**WORK REQUIRED:** Print all of the entries exactly, minus the pictures.

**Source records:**
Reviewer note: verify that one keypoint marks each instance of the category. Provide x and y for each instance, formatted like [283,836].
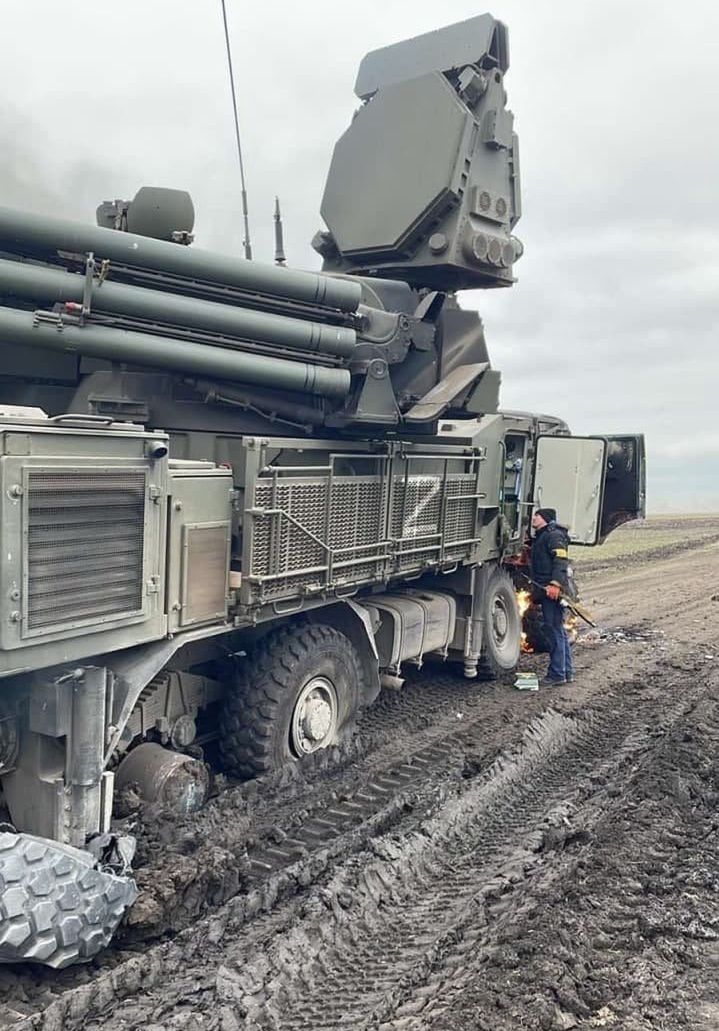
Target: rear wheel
[502,628]
[298,692]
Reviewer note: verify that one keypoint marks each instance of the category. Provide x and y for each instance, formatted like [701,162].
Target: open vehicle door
[595,484]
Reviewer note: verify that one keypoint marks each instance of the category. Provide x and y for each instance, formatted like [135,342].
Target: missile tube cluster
[241,338]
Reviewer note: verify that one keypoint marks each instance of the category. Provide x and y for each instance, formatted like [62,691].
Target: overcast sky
[614,323]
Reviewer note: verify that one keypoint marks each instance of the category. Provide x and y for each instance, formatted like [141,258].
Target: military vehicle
[236,499]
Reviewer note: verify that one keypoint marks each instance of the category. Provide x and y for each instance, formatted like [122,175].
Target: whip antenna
[279,240]
[246,242]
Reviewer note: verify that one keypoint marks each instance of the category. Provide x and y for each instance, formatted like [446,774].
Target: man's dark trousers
[559,651]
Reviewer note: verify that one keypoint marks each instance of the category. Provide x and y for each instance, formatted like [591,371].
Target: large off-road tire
[502,628]
[56,907]
[298,691]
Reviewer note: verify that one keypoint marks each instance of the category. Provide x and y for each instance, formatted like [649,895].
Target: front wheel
[298,692]
[502,628]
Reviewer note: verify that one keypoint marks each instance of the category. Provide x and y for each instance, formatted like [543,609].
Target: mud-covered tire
[260,710]
[502,628]
[56,907]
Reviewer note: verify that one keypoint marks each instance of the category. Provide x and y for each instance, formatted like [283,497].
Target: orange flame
[523,603]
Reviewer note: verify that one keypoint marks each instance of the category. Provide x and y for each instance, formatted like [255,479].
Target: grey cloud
[614,323]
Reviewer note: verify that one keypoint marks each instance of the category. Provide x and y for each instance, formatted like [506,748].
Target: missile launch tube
[195,359]
[39,283]
[25,233]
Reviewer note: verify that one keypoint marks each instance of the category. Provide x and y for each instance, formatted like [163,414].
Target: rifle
[569,603]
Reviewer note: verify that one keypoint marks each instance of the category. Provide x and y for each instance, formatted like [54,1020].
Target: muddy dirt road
[479,858]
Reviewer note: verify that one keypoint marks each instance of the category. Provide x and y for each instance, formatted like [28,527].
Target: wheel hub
[499,621]
[315,717]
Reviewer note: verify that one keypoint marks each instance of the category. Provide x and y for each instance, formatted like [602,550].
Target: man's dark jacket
[550,556]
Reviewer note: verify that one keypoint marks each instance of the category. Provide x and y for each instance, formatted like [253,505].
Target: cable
[246,242]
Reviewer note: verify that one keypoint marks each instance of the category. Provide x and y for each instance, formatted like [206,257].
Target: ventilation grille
[85,549]
[311,535]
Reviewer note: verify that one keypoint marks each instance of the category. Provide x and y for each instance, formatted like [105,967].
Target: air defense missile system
[236,499]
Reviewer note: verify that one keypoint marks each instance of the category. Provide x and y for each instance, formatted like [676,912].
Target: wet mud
[475,858]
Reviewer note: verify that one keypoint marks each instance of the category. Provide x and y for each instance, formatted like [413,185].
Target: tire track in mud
[264,902]
[404,911]
[622,933]
[385,917]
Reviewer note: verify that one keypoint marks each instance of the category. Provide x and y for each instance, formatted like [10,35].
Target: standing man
[549,571]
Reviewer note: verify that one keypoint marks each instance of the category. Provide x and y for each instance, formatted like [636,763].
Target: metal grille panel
[311,534]
[85,545]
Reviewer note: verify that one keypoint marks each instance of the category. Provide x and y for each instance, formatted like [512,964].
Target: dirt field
[479,858]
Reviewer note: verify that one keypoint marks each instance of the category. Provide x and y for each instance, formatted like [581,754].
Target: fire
[523,603]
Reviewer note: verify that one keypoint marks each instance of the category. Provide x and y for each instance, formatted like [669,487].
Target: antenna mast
[279,241]
[246,219]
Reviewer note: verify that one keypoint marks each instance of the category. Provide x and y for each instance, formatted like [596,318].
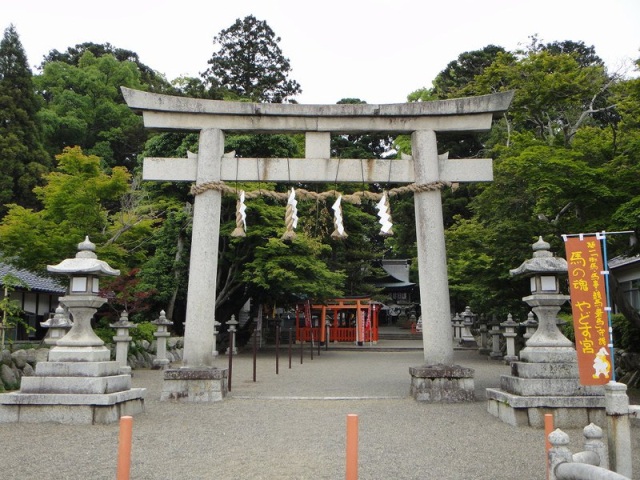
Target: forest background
[566,160]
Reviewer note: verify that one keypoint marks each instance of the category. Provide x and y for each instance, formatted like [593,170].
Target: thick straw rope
[302,194]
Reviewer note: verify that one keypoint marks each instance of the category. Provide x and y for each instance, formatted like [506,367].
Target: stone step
[76,385]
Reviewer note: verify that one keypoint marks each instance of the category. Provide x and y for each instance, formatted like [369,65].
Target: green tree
[249,63]
[556,93]
[153,80]
[9,307]
[23,157]
[78,199]
[84,107]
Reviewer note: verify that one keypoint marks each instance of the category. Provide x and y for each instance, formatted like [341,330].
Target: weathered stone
[42,355]
[8,377]
[19,358]
[5,358]
[194,385]
[442,383]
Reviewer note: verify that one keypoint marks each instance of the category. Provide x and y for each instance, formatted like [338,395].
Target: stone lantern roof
[542,262]
[85,262]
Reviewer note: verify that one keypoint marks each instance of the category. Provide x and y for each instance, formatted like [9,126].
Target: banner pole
[603,240]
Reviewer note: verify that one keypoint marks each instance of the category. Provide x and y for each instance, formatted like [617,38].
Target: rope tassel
[291,217]
[338,233]
[241,217]
[385,216]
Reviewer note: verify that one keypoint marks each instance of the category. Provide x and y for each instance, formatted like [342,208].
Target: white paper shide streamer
[339,232]
[291,217]
[385,215]
[241,217]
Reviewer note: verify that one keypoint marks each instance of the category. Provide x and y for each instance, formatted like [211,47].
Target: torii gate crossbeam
[422,120]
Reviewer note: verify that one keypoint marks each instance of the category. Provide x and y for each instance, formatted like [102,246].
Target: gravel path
[293,426]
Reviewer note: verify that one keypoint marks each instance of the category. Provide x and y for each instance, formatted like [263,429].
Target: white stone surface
[432,257]
[79,354]
[199,338]
[460,114]
[324,168]
[77,385]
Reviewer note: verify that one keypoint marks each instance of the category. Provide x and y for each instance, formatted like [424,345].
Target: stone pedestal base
[160,363]
[568,412]
[195,385]
[73,393]
[535,389]
[442,383]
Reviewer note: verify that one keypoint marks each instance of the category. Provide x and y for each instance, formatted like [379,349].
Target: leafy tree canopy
[22,155]
[79,199]
[250,64]
[84,107]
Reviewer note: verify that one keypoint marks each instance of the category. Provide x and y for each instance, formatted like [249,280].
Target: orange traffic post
[352,447]
[124,448]
[548,428]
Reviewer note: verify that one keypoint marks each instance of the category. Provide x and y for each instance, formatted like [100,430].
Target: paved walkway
[293,426]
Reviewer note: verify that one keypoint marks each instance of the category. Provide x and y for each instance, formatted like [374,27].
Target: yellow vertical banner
[588,304]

**RESPONSE FOR THIS EXERCISE:**
Reviewer note: verify that one keypoint marks each instance of the category. Provide x and y for each instance, formatted like [283,836].
Target: rear wheel
[502,628]
[298,692]
Reviewer note: verify that one keypoint marks each instance of the category. Provide x and y for each instance, formatted like [701,162].
Target: open vehicle door
[595,484]
Reviewer note: verify that one keypoint marks each instance of the category. Provide x and y for each instance, formatted like [135,342].
Target: missile tube cluster
[241,338]
Reviewer note: verify that one keypoint marks each instance of the category. Provide x and y for each instance, formatted like [62,691].
Target: overcast sky
[614,323]
Reviewer note: verify that one keypoint marks each instance of the category. Provide x and y for each instance, formatted like [141,258].
Target: military vehicle
[236,499]
Reviewer note: verify that one keypoint marks each instance of the category. Provide x and y for each instance, formatted like [122,175].
Target: whip antenna
[279,240]
[246,242]
Reviewer note: verify that one keypoint marks each instance of the category. Provide x and y for each instance, formatted like [446,774].
Target: man's dark trousers
[559,651]
Reviewer note: verify that one keypoint marks each instance of the category. Provide x and y for each instance, formatted like [591,371].
Target: large off-road tire
[502,628]
[56,907]
[298,691]
Reviewer note: verify that one keypoint marks each instance of the category. Provide x and y for each instance, formatted like [649,895].
Target: front wheel
[298,692]
[502,628]
Reviewer note: verify that one keypoint marks each instance of the category. Provide x and y for each instance, formatted like [543,609].
Target: mud-covered tire
[260,710]
[502,628]
[56,907]
Reviewer note: verify that one keypoint marks each instance of the category. Provide x and y for each instance, formatted like [283,497].
Target: orange flame
[523,603]
Reviewer note: verify that one keypoint marks each instance of the category. Provide x and y for each instance, formatted like [255,479].
Target: grey cloud
[614,323]
Reviewer note: verify that one keypoint marks each instance of the category. Provide x and y for each instance, formatted like [506,748].
Target: missile launch tube
[195,359]
[39,283]
[25,233]
Reviewer note: verify that one keypoint marks each instance of the category. Provide x and y for each instance, formatted like [163,414].
Target: rifle
[569,603]
Reviewer note: verify that one keypoint marks each instance of the category. Provide x and y for each instance, formatted like [54,1020].
Target: muddy dirt road
[479,858]
Reviewer note: verify that one keypoint marks each instance of the category. Provide x and y for each instance, formatted like [28,527].
Target: wheel hub
[499,621]
[315,717]
Reviewer note: verify that one keypoint marks each instance of the category. Provide x and y for each instance, formatted like [602,550].
Target: man's dark jacket
[550,556]
Reviewer note: verify that one keypoint marks each instance of the category. Provide x and y for each instance, formatted like [253,505].
Target: cable
[246,242]
Reviewer note: verify that one keypoint marks each instance of the category. Provide x and y for each instance, formatted like [206,257].
Target: ventilation grille
[85,549]
[311,535]
Reviewer note: verify that one keypoint marks each instance of the category. Provide x and y for each instance, formatted like [105,967].
Target: air defense missile system
[236,499]
Reviewer note: verify that one keypoint marks each instance of the category. Provide x and y for each instance, formatted like [676,912].
Target: wet mud
[475,858]
Reviewer note: verify that one keypoint marks each instance of the category. Provide x and y for each instance, formatted like [413,185].
Target: tire track in mud
[264,902]
[404,911]
[622,933]
[385,917]
Reviewer note: verify that one keypoint marks each instance of the category. Provide x and y for each instance, formatted like [10,35].
Target: standing man
[549,571]
Reviewer note: verify that one keypoint marks each instance of the category. Provide x and y for each instance, formatted like [636,763].
Target: metal grille panel
[311,534]
[85,545]
Reviewer note: verify that one keypoint marks each instance of the category. Provide x and y for each instance, formatted like [512,964].
Target: dirt field
[479,858]
Reviewer note: verify that one keypoint marks each instance of the category. Provide x and y for each instance, formatted like [581,754].
Target: fire
[523,603]
Reviewer note: verify that one keypoint marks each instance of the category. Provide x and y for each instance, formatted like [669,487].
Target: antenna mast
[279,241]
[246,219]
Reviewer note: verify that one keypoint marks each instance of the category. Provide x and y for each instance, formatted like [596,318].
Target: forest background
[566,160]
Reviewer note: verify that one keypoint marks each instance of the category. Provide x and y for each instance, formatted like [593,170].
Target: thick straw rope
[302,194]
Reviewer note: verify that one keypoint marks each instance of the category. Provide x and y for each instance, formatted like [506,367].
Target: stone step
[76,385]
Reviewer note: verify that one keypoint marks each instance of the category. Provide x and y for each instance, formatted like [369,65].
Target: green tree
[249,63]
[556,93]
[153,80]
[9,307]
[23,157]
[78,199]
[84,107]
Reviewer note: verify that one keypoint marks each instance of the category. Provide x and y for each instance, formatted like [341,330].
Target: weathered stone
[42,355]
[8,377]
[19,358]
[5,358]
[194,385]
[442,383]
Reviewer note: verify that one keypoint marks each instance of the category. Provide x and y for each instance, formatted like [338,395].
Target: stone lantern roof
[542,262]
[85,262]
Reviewer note: verify that one keypoint marks each instance of the category. Provide x and y for each instance, formatted like [9,126].
Target: banner pole
[603,240]
Reviewer note: verify that one keypoint marks each instance of the category. Provide x and y for each instance, formatted like [617,38].
Target: rope tassel
[291,217]
[338,233]
[241,217]
[385,216]
Reviewer note: verify that one keypoint marks each instance of the category. Provide x and y for each instance, formatted like [342,208].
Target: white paper shide streamer
[339,232]
[291,217]
[385,215]
[241,217]
Reviewer note: verify that one keypoint marks each instance of the category. Provide x and y for each instance, formatted like [211,47].
Target: torii gate crossbeam
[422,120]
Reviewer note: verify that one keypoint marks each instance of the category. Provide x and y for each instance, formatted like [102,246].
Target: gravel path
[293,426]
Reviewer note: verify that one keypoint marks each instance of the category. Provide x and y for each instance, formatted like [263,429].
Target: white stone surface
[432,257]
[79,354]
[199,338]
[460,114]
[324,168]
[77,385]
Reviewer note: verify that one keypoint marks each instance of the category. Provide x and y for each instance, formatted like [424,345].
Target: stone pedestal base
[160,363]
[568,412]
[195,385]
[73,393]
[535,389]
[442,383]
Reviewer note: verify that one keypoint marks each instance of the category. Provide x and y for each instance, formatted like [379,349].
Target: leafy tree canopy
[22,155]
[79,199]
[250,64]
[84,107]
Reviewer note: verify that one keypoint marks each instance of the category. Provide x and y for each instance, formatted like [249,280].
Target: orange traffic post
[352,447]
[124,448]
[548,428]
Reviewer note: verify that one keypoint marks each instance of the category. Provide x and y for each instance, formatted like [100,430].
Target: paved walkway
[293,426]
Reviewer note: verify that one keypoint marks each instance of the category. Provide x and y for each instance, formatted like [374,27].
Target: yellow vertical banner
[588,304]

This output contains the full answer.